Source information START

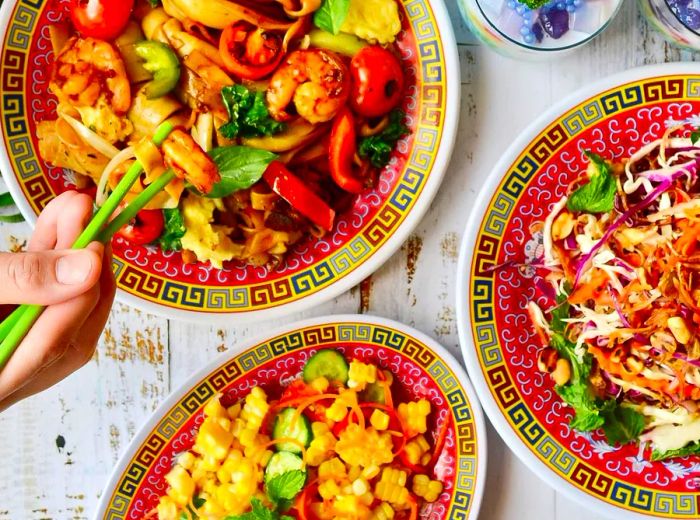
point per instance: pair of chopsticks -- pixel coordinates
(16, 326)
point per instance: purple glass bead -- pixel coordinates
(555, 21)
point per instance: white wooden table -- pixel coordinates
(57, 449)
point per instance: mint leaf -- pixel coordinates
(331, 15)
(173, 230)
(691, 449)
(239, 167)
(598, 195)
(622, 423)
(282, 488)
(248, 114)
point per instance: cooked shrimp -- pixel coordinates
(189, 161)
(87, 70)
(317, 81)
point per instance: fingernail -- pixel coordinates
(74, 268)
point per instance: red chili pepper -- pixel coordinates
(342, 150)
(292, 189)
(145, 228)
(250, 52)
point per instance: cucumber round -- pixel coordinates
(281, 462)
(291, 426)
(326, 363)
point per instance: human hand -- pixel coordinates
(77, 287)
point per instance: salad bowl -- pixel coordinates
(314, 269)
(501, 253)
(421, 368)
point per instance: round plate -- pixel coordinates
(419, 364)
(612, 117)
(316, 270)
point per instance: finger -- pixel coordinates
(80, 350)
(48, 277)
(45, 231)
(47, 340)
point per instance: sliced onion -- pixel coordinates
(91, 138)
(124, 155)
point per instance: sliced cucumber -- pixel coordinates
(291, 426)
(281, 462)
(326, 363)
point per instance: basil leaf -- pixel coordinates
(622, 423)
(282, 488)
(598, 195)
(331, 15)
(173, 230)
(240, 167)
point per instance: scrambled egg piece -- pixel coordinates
(376, 21)
(102, 120)
(207, 241)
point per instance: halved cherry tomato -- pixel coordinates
(145, 228)
(250, 52)
(342, 150)
(102, 19)
(292, 189)
(377, 81)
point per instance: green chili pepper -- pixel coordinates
(162, 62)
(343, 43)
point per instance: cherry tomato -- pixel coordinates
(341, 151)
(250, 52)
(145, 228)
(102, 19)
(378, 81)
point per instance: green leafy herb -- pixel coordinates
(282, 488)
(598, 195)
(173, 230)
(691, 449)
(533, 4)
(695, 136)
(622, 423)
(560, 312)
(240, 167)
(331, 15)
(259, 512)
(248, 114)
(378, 147)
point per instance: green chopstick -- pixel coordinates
(16, 326)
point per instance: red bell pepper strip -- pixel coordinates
(342, 151)
(249, 52)
(292, 189)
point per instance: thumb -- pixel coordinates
(48, 277)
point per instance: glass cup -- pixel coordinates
(557, 27)
(677, 20)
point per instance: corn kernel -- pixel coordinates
(328, 489)
(427, 489)
(332, 469)
(320, 384)
(382, 512)
(360, 374)
(379, 420)
(414, 415)
(336, 411)
(213, 408)
(360, 486)
(186, 460)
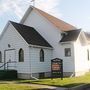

Source information END

### What you have to do:
Leave out the pictures and repeat exactly the lines from the one containing "point per instance: sliced cucumber" through the last line of the entries.

### Response:
point per instance: sliced cucumber -- pixel coordinates
(291, 426)
(281, 462)
(326, 363)
point per instance: basil leaf -- pixel coordinates
(622, 423)
(282, 488)
(598, 195)
(331, 15)
(173, 230)
(240, 167)
point per instance: scrambled egg piece -- pixel coordinates
(376, 21)
(102, 120)
(207, 241)
point per instance: halved cherry tomato -- pixel coordinates
(145, 228)
(250, 52)
(342, 150)
(102, 19)
(292, 189)
(377, 81)
point per instance: green chili pepper -- pixel coordinates
(162, 62)
(343, 43)
point per instance: cherry tomato -- pixel coordinates
(341, 151)
(250, 52)
(145, 228)
(102, 19)
(378, 81)
point per instance: green leafy herb -- pixel coordinates
(282, 488)
(598, 195)
(173, 230)
(691, 449)
(533, 4)
(695, 136)
(622, 423)
(560, 312)
(240, 167)
(331, 15)
(259, 512)
(248, 114)
(378, 147)
point per instance: green chopstick -- pixel coordinates
(16, 326)
point per instance: red bell pepper strip -- pixel coordinates
(342, 151)
(249, 52)
(292, 189)
point per instance: thumb -- pixel coordinates
(48, 277)
point per instance: glass cup -- pixel coordinates
(557, 27)
(677, 20)
point per instance: corn kernel -- pixel coordinates
(328, 489)
(427, 489)
(332, 469)
(320, 384)
(382, 512)
(360, 374)
(379, 420)
(414, 415)
(336, 411)
(213, 408)
(360, 486)
(186, 460)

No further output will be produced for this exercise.